## RECORDS TO USE
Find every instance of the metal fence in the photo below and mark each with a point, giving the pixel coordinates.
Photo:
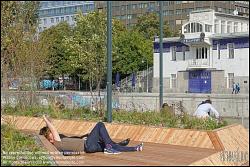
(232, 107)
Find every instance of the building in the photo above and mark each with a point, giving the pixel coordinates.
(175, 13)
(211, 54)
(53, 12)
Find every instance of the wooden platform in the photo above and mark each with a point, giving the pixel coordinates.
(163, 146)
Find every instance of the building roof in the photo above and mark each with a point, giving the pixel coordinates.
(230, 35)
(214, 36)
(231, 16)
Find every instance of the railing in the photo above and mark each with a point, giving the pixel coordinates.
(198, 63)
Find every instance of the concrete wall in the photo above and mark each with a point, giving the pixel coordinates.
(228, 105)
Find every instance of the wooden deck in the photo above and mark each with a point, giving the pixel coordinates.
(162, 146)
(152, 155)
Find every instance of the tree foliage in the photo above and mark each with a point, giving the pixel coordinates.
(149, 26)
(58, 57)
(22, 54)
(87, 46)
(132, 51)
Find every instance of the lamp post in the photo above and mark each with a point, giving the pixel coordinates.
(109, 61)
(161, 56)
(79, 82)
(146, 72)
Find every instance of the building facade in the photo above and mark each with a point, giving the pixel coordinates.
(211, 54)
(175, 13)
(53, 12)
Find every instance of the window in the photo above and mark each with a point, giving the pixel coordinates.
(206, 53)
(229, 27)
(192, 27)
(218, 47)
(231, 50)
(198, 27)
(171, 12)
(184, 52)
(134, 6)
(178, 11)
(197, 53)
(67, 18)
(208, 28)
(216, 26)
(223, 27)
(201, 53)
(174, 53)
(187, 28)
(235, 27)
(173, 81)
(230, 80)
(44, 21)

...

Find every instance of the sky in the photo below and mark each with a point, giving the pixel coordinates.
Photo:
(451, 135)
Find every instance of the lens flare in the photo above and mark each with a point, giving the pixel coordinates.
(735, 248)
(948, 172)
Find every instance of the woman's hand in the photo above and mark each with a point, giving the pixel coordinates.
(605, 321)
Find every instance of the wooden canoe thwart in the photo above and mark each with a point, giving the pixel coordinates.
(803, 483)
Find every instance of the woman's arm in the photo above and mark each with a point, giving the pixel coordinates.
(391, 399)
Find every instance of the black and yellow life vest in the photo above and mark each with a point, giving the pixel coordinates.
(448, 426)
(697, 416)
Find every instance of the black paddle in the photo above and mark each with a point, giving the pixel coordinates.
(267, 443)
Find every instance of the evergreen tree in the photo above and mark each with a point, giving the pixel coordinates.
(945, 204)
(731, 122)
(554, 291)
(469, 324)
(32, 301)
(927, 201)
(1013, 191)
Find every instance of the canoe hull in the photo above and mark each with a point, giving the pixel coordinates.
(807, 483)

## PROBLEM TO SOLVE
Would you show all lines of the material above that contain the word "below"?

## SOLUTION TO THE PROBLEM
Find every instance of the metal fence in the photo below and mark each with a point, giving the pixel coordinates.
Find every instance of the sky in the photo below and mark each with a point, giving the pixel coordinates.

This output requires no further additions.